**ЗАДАНИЕ:** Продолжите текст о молодом Викторе Шкловском, начав сразу после его последнего предложения.

**ИСХОДНЫЙ ТЕКСТ:**
/---

Кто знает цену искусству, тот понимает, что значит соперничество. Весёлая и мужественная игра, борьба за право на жизнь!
Мы хотели жить по-своему, определить своё время собою, испытать жизнь на своих спинах. В то время среди нас не было ещё никаких группировок; мы были жадны ко всему и беззаботны в отношении догм и теорий. Теории ещё не родились, хотя Виктор Шкловский и был с нами, этот безумный, неукротимый, тогда ещё совсем весёлый человек, не успевший ещё придумать формалистов.
Нетрудно понять жизнь машины на ходу, а как вот понять её разобранной, в чертежах? Никто не знал, какую скорость возьмёт Шкловский в жизни, и как пройдёт эта жизнь сквозь строй современников. Шкловский, вероятно, уже тогда понимал, что „не историю нужно стараться делать, а биографию”. Биографию Шкловский сделал прекрасную. Помню, что я стал завидовать Шкловскому с первой моей с ним встречи; непонятно, чему я тогда завидовал. У Шкловского ещё не было ни одной напечатанной работы; он ещё не выводил броневиков, чтобы делать революцию, не повисал комиссаром несуществующего правительства, не умирал от ран, не стал ещё вождём “формалистов”; всё было впереди, в чертежах. Был он просто несобранный, молодой Шкловский, нетронутый и весёлый — и тем не менее, я уже завидовал ему; теперь знаю, я завидовал тогда его “прекрасным возможностям”. Шкловский сделал жизнь гордой, находчивой, храброй; жизнь, рассказанную им так, что не веришь тому, что она сделана. Он рано понял, что надо делать — биографию, чтобы сделать литературу.

\---

**ИЗВЛЕЧЁННЫЕ СТРОКИ:**
/---

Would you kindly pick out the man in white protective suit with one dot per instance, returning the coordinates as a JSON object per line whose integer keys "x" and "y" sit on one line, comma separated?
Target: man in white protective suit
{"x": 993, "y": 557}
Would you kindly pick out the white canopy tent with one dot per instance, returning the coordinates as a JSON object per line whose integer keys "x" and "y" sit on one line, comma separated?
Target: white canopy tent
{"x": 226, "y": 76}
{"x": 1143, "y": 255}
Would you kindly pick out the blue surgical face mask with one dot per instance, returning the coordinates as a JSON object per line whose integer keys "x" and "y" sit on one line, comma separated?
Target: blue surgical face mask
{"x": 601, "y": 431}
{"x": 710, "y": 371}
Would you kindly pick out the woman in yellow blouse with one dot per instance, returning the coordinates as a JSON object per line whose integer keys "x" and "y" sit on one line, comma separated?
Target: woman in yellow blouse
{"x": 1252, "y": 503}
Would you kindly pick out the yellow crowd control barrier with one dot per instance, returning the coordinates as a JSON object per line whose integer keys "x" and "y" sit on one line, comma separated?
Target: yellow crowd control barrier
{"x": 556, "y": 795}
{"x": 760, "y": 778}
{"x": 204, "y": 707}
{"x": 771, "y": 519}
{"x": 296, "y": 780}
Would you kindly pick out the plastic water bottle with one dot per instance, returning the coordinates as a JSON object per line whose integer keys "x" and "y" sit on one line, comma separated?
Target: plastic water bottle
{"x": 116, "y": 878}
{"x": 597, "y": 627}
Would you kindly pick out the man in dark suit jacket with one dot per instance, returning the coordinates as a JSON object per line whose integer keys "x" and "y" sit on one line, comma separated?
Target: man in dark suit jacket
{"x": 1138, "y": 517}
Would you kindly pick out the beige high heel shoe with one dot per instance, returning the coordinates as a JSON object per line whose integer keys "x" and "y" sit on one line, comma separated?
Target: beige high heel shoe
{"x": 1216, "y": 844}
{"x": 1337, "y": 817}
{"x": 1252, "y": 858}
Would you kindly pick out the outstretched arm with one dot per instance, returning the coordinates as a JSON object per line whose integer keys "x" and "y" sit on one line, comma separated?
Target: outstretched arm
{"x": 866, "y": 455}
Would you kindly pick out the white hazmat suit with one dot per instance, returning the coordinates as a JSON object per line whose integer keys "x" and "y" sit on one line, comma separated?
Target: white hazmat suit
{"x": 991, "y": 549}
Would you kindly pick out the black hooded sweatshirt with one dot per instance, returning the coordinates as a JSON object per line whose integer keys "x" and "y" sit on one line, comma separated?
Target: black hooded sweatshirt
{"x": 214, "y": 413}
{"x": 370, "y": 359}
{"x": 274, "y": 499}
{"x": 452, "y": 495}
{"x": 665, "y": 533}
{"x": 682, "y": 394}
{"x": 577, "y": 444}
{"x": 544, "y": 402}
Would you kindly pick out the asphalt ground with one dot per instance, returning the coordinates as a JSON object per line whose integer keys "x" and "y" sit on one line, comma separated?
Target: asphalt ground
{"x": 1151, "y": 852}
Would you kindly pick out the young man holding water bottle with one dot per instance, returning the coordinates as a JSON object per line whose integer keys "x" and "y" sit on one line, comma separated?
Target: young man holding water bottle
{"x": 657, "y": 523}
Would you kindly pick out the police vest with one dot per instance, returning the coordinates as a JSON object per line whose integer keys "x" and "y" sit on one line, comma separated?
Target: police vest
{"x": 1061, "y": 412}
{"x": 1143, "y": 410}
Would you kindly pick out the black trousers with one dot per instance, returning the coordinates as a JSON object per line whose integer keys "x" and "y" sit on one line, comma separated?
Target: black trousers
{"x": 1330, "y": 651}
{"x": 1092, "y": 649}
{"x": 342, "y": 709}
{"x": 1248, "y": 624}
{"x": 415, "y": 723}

\---

**ИТОГОВЫЙ ОТВЕТ:**
В годы, о которых пишу, Шкловский, повторяю, не придумал ещё Опояза; следовательно, теории не были готовы. Мы жили без теорий, как без пастухов. Но у нас были уже заботы. Как-то раз вечером на столе в столовой квартиры №5 лежал раскрытым второй номер «Центрифуги» 1916 года; слышалось беспрестанно имя „Борис Пастернак, Борис Пастернак”. Никто его не знал, не видел. И я ещё не видел его прекрасной головы, напомнившей мне голову молодого Пушкина. Мы читали статью «Чёрный бокал». Теперь я бы цитировал эту раннюю статью как пример литературного барокко; в то время нас интересовало другое: мы опротестовывали и преодолевали импрессионизм. Пастернак писал:
Нужное нам слово было сказано, мы действительно хотели быть тогда укладчиками в кратчайшие сроки.
С импрессионизмом было всё кончено; это понимали, в конце концов, все. Никто не соглашался дольше жить ни мгновением, ни впечатлением. Необходимо было действительно быстро уложиться, так как сигнализировали отовсюду, и всякая задержка грозила гибелью. Старые места, во что бы то ни стало, надо было покидать тотчас же.
В тот памятный вечер, в квартире №5, над раскрытой статьей Пастернака обсуждали мы направления и измеряли пути. Будущее было как ночь на узловой станции, в безмолвии мигали семафоры. Путь на кубизм был открыт, были открыты все пути на футуризм. На футуризм, громыхая, всё время проходили поезда и забивали пути, постепенно образовывалась пробка; семафоры краснели и опускались. Тогда мы ещё не знали, что футуризм — только направление и что все, стремившиеся туда, в конце концов попадали в экспрессионизм.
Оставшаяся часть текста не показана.